### WHAT NEEDS TO BE DONE:
Return the data verbatim, without pictures.

### TASK MATERIAL:
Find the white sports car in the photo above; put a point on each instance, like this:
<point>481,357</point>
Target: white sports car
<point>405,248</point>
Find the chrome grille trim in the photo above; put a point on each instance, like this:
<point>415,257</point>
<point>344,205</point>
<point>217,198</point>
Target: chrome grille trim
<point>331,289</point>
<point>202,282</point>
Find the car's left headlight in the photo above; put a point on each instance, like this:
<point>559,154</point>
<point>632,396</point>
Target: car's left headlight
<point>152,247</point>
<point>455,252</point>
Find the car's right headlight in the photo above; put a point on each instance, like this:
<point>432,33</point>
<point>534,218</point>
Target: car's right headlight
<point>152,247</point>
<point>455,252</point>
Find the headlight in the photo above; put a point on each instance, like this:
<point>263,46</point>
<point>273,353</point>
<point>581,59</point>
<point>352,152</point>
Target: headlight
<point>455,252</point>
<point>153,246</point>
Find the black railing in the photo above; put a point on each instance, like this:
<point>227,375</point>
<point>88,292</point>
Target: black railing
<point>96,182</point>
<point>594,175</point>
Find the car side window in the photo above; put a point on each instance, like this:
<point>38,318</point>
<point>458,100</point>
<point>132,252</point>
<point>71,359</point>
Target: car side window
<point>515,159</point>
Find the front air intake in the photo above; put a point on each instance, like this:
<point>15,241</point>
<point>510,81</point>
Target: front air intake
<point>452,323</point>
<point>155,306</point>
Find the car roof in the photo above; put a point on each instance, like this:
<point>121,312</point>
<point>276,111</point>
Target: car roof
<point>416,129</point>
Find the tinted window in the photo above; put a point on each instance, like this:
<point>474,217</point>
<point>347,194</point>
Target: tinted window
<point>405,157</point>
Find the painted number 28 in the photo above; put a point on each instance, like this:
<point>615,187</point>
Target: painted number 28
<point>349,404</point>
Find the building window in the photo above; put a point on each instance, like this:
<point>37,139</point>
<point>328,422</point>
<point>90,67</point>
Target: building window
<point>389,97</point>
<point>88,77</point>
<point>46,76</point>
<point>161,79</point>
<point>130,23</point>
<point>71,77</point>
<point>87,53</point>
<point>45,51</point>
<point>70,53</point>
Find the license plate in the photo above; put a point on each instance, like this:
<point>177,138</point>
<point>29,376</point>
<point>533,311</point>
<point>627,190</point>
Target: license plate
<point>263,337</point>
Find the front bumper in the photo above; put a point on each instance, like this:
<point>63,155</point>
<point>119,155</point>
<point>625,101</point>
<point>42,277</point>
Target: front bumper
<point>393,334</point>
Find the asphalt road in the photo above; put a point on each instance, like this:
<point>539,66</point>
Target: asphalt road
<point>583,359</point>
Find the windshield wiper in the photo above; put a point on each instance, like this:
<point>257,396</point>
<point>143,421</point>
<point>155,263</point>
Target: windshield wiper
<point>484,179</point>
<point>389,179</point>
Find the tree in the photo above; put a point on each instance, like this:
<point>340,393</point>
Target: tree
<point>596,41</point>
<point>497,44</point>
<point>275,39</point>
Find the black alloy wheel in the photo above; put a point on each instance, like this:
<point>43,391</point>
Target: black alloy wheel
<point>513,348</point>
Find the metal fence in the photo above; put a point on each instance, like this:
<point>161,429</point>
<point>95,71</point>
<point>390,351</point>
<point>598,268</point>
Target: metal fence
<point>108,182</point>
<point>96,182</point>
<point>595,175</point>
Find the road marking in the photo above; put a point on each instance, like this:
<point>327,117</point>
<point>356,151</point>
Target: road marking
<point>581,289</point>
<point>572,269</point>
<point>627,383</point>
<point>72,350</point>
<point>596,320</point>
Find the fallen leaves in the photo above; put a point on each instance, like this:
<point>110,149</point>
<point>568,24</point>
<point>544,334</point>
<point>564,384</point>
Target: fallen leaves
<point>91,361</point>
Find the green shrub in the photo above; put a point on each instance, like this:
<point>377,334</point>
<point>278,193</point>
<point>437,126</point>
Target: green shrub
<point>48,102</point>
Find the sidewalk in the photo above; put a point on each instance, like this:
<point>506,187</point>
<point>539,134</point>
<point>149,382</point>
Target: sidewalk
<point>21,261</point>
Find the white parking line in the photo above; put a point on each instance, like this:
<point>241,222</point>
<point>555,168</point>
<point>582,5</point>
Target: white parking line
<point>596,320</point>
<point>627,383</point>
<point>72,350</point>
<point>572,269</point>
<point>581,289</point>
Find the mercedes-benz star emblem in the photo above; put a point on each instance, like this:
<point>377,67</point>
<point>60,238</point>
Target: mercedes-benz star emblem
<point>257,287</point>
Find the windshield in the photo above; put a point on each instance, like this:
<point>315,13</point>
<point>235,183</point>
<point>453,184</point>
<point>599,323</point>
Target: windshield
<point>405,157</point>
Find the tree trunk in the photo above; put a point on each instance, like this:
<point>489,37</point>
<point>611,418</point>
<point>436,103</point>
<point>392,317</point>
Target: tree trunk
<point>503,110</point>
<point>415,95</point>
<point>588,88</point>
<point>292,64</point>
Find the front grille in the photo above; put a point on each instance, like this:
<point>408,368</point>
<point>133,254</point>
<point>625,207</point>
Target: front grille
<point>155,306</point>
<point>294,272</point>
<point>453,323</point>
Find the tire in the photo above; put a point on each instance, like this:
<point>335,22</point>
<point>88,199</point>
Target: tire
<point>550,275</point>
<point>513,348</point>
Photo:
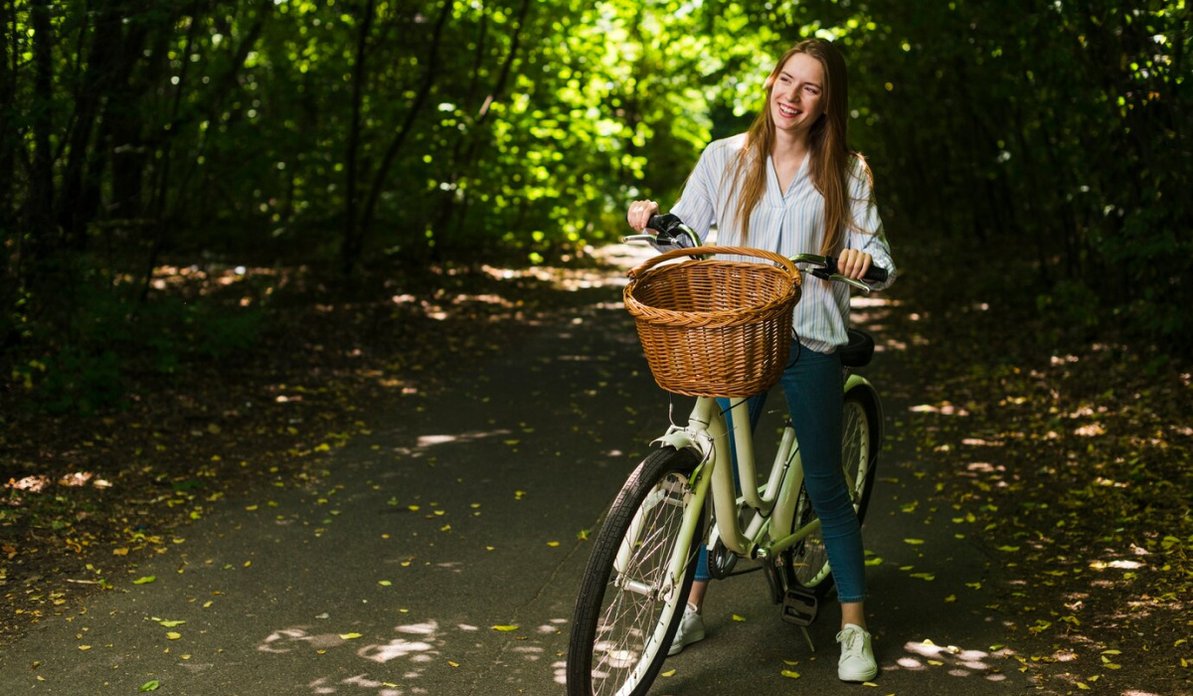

### EXERCISE RESULT:
Find the white sports car in the photo above; put a point on each instance, like this:
<point>481,357</point>
Target: white sports car
<point>405,248</point>
Find the chrome grille trim in the photo above; put a point on each instance, like this:
<point>415,257</point>
<point>344,205</point>
<point>217,198</point>
Target: chrome grille trim
<point>331,289</point>
<point>202,282</point>
Find the car's left headlight in the photo above; put a point on each instance, like this:
<point>559,154</point>
<point>632,396</point>
Target: car's left headlight
<point>152,247</point>
<point>455,252</point>
Find the car's right headlight in the photo above; put a point on each instance, like this:
<point>432,33</point>
<point>534,218</point>
Target: car's right headlight
<point>152,247</point>
<point>455,252</point>
Find the headlight in the photo above; put a point on each instance, like this:
<point>263,46</point>
<point>273,353</point>
<point>581,59</point>
<point>352,152</point>
Target: headlight
<point>455,252</point>
<point>153,246</point>
Find the black railing in the photo above; put a point on each instance, like this:
<point>227,375</point>
<point>88,292</point>
Target: black railing
<point>96,182</point>
<point>594,175</point>
Find the car side window in the photo above; put a point on each instance, like this:
<point>38,318</point>
<point>458,100</point>
<point>132,252</point>
<point>71,359</point>
Target: car side window
<point>515,159</point>
Find the front air intake in the photo above; put a point on each instance, like this:
<point>15,241</point>
<point>510,81</point>
Target: front air intake
<point>452,323</point>
<point>155,306</point>
Find the car roof in the photo above; put a point on each instance, like this:
<point>121,312</point>
<point>276,111</point>
Target: car roof
<point>416,129</point>
Find the tinted window in the photo above; put a point on each instance, like this:
<point>474,217</point>
<point>347,194</point>
Target: tinted window
<point>405,157</point>
Find the painted number 28 in the photo above; put a point on each instance, like this:
<point>615,187</point>
Target: painted number 28
<point>349,404</point>
Find the building window in the photo above; put a point on each instance, like this:
<point>37,139</point>
<point>328,422</point>
<point>90,67</point>
Target: building window
<point>389,97</point>
<point>88,77</point>
<point>46,76</point>
<point>161,79</point>
<point>130,23</point>
<point>71,77</point>
<point>87,53</point>
<point>45,51</point>
<point>70,53</point>
Find the license plate in the photo above; put a point on each instance, like this:
<point>177,138</point>
<point>29,376</point>
<point>533,311</point>
<point>627,190</point>
Target: license plate
<point>263,337</point>
Find the front bumper in the photo above; put a point on each instance, like this:
<point>63,155</point>
<point>119,155</point>
<point>625,101</point>
<point>42,277</point>
Target: front bumper
<point>393,334</point>
Find the asphalt road in the photo above; put a point on each instance, like this:
<point>539,66</point>
Target: asphalt road
<point>583,359</point>
Find the windshield wiper in the photo above; put a point on each instance, like this:
<point>257,396</point>
<point>143,421</point>
<point>155,263</point>
Target: windshield wiper
<point>484,179</point>
<point>389,179</point>
Find the tree in the photo above; put a point on each instance, like this:
<point>340,393</point>
Target: tree
<point>596,41</point>
<point>497,44</point>
<point>275,39</point>
Find the black alloy wheel in the photo above; put a point on each instance, like this:
<point>43,391</point>
Target: black alloy wheel
<point>513,348</point>
Find the metal fence in the photo above; put a point on each instance, like this:
<point>161,429</point>
<point>95,71</point>
<point>390,351</point>
<point>598,268</point>
Target: metal fence
<point>108,182</point>
<point>96,182</point>
<point>595,175</point>
Find the road marking in the photo above; put a point on each instance, like this:
<point>327,117</point>
<point>356,151</point>
Target: road marking
<point>581,289</point>
<point>572,269</point>
<point>627,383</point>
<point>72,350</point>
<point>596,320</point>
Find the fallen leaves in the photo above; put a point on each instance, like this:
<point>110,149</point>
<point>568,24</point>
<point>544,334</point>
<point>564,384</point>
Target: fallen leaves
<point>91,361</point>
Find the green shrub in the photo above; put a point on each instance, like this:
<point>377,334</point>
<point>278,193</point>
<point>437,126</point>
Target: green shrub
<point>48,102</point>
Find the sidewalk in the photo above; put a point on each instance, like this:
<point>506,187</point>
<point>539,134</point>
<point>149,382</point>
Target: sidewalk
<point>21,261</point>
Find the white parking line in the photo above; put a point on each instance, like this:
<point>241,222</point>
<point>555,168</point>
<point>582,5</point>
Target: white parking line
<point>596,320</point>
<point>627,383</point>
<point>72,350</point>
<point>572,269</point>
<point>581,289</point>
Find the mercedes-benz star emblem in the photo above; put a point on each instance, like this:
<point>377,67</point>
<point>60,238</point>
Target: mercedes-benz star emblem
<point>257,287</point>
Find the windshield in the photo above; put a point on each instance, like this:
<point>315,13</point>
<point>235,183</point>
<point>453,184</point>
<point>599,323</point>
Target: windshield
<point>405,157</point>
Find the tree trunk in the photo above; put a point on each instance, like this:
<point>489,37</point>
<point>611,418</point>
<point>436,103</point>
<point>392,317</point>
Target: tree trunk
<point>503,110</point>
<point>415,95</point>
<point>588,88</point>
<point>292,64</point>
Find the front grille in the photo above; put a point on each instance, like this:
<point>408,368</point>
<point>133,254</point>
<point>625,207</point>
Target: front grille
<point>155,306</point>
<point>294,272</point>
<point>453,323</point>
Find the tire in the photo above; put a point on each instance, like this:
<point>335,22</point>
<point>88,199</point>
Target: tire
<point>550,275</point>
<point>513,348</point>
Photo:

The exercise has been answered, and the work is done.